Items:
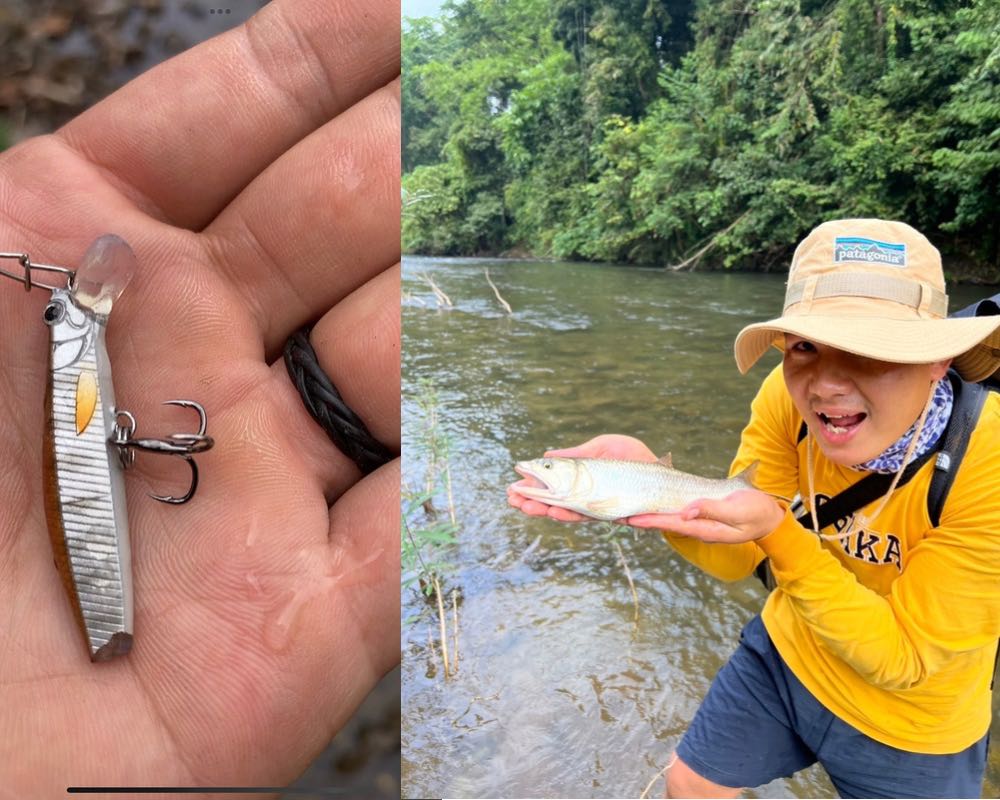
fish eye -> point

==

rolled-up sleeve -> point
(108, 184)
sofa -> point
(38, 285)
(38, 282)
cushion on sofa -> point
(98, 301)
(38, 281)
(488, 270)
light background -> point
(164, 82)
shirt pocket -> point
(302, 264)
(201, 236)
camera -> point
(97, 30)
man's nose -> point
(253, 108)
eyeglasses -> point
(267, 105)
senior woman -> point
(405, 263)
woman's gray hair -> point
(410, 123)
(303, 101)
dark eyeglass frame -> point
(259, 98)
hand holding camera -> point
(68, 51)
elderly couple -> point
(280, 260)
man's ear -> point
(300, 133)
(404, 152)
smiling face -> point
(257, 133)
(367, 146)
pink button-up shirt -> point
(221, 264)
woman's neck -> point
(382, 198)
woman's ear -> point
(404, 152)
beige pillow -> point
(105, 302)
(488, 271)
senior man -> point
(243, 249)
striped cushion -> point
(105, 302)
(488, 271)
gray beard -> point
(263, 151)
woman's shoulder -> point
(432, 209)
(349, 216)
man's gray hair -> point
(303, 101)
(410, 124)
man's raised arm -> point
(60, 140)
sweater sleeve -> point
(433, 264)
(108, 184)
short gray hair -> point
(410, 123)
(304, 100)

...

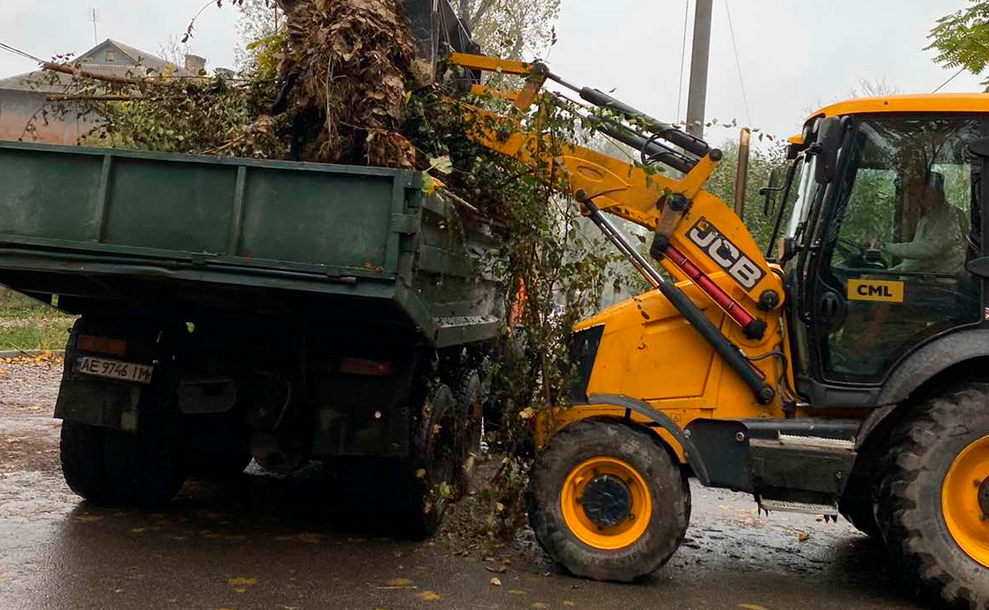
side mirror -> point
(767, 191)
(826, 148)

Given request: Pull out each row above that contains the word "senior". Case counts.

Solution for this task:
senior woman -> point
senior man -> point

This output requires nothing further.